* YOUR OBJECTIVE: When you reach the line containing "Mark every instance of the dry" in the data below, begin returning lines exactly as written, and stop once the line containing "Mark every instance of the calm" has been returned.

● ● ● ●

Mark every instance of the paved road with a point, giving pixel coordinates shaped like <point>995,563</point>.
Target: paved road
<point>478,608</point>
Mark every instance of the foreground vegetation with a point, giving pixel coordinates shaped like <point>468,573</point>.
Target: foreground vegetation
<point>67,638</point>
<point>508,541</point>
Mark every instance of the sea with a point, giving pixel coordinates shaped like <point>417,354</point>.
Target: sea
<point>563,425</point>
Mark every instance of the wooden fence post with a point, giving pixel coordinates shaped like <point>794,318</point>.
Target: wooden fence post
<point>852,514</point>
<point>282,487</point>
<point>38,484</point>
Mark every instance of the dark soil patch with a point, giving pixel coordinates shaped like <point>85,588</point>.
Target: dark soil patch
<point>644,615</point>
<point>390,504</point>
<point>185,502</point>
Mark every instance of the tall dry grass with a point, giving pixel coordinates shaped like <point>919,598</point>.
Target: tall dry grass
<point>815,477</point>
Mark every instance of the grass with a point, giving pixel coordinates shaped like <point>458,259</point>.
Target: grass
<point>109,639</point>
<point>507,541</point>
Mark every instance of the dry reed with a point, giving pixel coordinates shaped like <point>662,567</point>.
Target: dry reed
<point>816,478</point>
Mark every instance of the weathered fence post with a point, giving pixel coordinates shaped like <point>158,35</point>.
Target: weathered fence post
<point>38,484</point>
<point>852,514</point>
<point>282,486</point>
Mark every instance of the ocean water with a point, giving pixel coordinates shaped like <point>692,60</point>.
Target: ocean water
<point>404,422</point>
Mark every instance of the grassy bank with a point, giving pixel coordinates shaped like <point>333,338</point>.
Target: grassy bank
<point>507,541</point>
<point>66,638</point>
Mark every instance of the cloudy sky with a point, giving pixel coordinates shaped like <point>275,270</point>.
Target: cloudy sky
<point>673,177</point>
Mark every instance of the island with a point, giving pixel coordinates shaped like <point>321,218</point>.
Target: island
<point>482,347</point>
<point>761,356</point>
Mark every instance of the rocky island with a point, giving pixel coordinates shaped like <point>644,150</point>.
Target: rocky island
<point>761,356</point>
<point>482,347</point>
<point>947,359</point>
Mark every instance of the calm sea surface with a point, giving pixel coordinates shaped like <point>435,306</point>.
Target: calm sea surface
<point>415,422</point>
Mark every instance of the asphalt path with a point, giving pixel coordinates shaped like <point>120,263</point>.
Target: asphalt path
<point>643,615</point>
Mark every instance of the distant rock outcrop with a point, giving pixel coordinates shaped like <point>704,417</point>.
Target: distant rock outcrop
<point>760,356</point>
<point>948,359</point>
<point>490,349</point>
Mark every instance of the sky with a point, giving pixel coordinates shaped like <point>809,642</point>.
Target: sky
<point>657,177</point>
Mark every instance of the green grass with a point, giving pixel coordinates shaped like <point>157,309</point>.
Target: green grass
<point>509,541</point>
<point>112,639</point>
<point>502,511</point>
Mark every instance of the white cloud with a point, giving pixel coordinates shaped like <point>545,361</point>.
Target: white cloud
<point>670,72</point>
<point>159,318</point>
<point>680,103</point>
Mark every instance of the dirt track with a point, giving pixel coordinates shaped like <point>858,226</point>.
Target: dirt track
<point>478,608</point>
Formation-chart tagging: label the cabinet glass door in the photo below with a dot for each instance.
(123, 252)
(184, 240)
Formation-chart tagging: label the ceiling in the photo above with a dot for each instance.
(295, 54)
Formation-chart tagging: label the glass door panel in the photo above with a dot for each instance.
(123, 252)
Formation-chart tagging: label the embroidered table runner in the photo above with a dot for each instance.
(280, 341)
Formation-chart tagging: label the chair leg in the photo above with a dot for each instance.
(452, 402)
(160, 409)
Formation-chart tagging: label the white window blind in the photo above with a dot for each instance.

● ● ● ●

* REPLY:
Mark every instance of the dry reed with a point, giving pixel coordinates shaped like <point>662,567</point>.
Target: dry reed
<point>816,478</point>
Mark every instance of the weathered fence post with a point, giving pixel coordinates shaped like <point>158,35</point>.
Target: weathered fence post
<point>38,484</point>
<point>852,514</point>
<point>282,486</point>
Mark every instance of the ocean water with a point, giving pixel coordinates shaped like <point>692,60</point>.
Target: ocean water
<point>404,422</point>
Mark every instance of the grassy bank with a point, giving pixel coordinates shaped like <point>333,338</point>.
Target: grassy bank
<point>507,541</point>
<point>66,638</point>
Mark every instance of the cloudy sky with a point, giving pixel coordinates shaped like <point>275,270</point>.
Target: cloudy sky
<point>673,177</point>
Mark every instance of the island with a point, giving pixel coordinates shaped like <point>321,218</point>.
Target: island
<point>482,347</point>
<point>761,356</point>
Mark every instance of the rocky island with a point, giving pixel coordinates shaped like <point>644,150</point>.
Target: rocky island
<point>761,356</point>
<point>482,347</point>
<point>947,359</point>
Mark every instance of the calm sea surface with a point, giving pixel coordinates shaped like <point>435,306</point>.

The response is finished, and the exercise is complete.